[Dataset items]

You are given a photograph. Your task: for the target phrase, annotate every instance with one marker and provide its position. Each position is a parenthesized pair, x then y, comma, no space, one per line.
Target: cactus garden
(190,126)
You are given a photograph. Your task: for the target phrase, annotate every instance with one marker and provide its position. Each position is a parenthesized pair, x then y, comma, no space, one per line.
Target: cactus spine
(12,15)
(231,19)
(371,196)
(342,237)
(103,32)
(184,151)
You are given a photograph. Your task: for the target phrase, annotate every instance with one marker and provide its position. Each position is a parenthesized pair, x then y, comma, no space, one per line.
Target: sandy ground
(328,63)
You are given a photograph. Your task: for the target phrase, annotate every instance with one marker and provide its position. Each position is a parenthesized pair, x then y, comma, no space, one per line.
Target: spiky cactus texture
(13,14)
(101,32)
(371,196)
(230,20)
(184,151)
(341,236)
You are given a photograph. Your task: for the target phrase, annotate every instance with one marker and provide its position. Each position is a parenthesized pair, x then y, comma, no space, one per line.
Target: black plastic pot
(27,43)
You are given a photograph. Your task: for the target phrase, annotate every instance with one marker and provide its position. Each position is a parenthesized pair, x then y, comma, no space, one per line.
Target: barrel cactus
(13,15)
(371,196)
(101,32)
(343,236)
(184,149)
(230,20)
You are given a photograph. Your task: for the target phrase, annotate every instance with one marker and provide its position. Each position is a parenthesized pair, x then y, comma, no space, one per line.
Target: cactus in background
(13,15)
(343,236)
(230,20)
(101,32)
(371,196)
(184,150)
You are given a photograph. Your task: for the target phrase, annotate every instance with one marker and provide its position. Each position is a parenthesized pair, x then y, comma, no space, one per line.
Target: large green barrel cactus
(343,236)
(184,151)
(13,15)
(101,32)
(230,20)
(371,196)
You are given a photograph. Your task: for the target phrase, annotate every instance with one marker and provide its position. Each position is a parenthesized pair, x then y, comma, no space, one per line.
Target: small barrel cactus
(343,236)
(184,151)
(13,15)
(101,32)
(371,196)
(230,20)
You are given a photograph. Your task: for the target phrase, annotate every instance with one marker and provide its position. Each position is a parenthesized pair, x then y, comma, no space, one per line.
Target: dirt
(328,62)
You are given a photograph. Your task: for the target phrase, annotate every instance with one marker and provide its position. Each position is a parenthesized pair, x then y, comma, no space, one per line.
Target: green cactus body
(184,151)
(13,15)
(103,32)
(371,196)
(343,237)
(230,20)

:: Stated exercise ::
Each record must be returned exactly as it is written.

:: Problem solution ::
You are given a photograph. Your task: for the target phrase, annotate every instance with one marker and provide its position. Each position is a parenthesized pair, x then y, comma, no space, one per line.
Target: cactus garden
(190,126)
You are given a photograph. Your task: for the target phrase, annotate every instance with one marker and provide its position. Each position is a parenthesized pair, x then y, comma, no space, one per line.
Target: cactus spine
(12,15)
(231,19)
(371,196)
(342,237)
(103,32)
(184,151)
You are given a photograph. Your task: for the target phrase, annotate every instance with one marker and provide its position. Each position is a parenthesized pair, x then y, comma, no space, one per line.
Target: sandy ground
(328,63)
You are given a photograph. Your task: for the target phrase, annotate every instance with one marker and provide its position. Each position is a parenthesized pair, x then y, comma, no space, one per line.
Target: spiky cactus texture
(13,14)
(101,32)
(371,196)
(230,20)
(184,151)
(341,236)
You are given a photograph. Your task: for the target phrase, annotate every instance with one marker and provide its position. Each position is a parenthesized pair, x then y, comma, no space, one per line.
Target: black plastic pot
(27,43)
You are given a photograph. Your task: for the target phrase, annotate every instance with one marker and provide its position. Each position is a parenthesized pair, x then y, comma, no space, one per line.
Target: barrel cactus
(13,15)
(371,196)
(101,32)
(343,236)
(184,149)
(230,20)
You are given a photograph. Your task: for the target phrase, annotate every instance with one marker and provide its position. Each position is a parenthesized pair, x then y, comma, no space, one per line.
Target: cactus in background
(13,15)
(343,236)
(230,20)
(101,32)
(371,196)
(184,150)
You are given a photograph. Your task: for the target phrase, annotate every instance with one marker and provide its position. Each position is a parenthesized pair, x then y, comma, no space, one per line.
Target: large green barrel cactus
(343,236)
(184,151)
(13,15)
(101,32)
(230,20)
(371,196)
You are given a photograph. Your task: for the target phrase, annotate every instance with one marker and provide its position. Each position is a parenthesized pair, x then y, comma, no space, one per line.
Target: small barrel cactus
(343,236)
(184,151)
(13,15)
(101,32)
(371,196)
(230,20)
You are given a photograph. Your task: for the target phrase, annotate every instance with one marker and provide its position. Each position is a parenthesized pair, x then y, comma, no space, one per line.
Target: dirt
(328,62)
You are given a photograph. Your task: for the target phrase, annotate every instance with one marker and provide its position. Each position is a parenthesized pair, x then y, comma, no space, one per line.
Target: green cactus body
(184,151)
(13,15)
(103,32)
(371,196)
(343,237)
(230,20)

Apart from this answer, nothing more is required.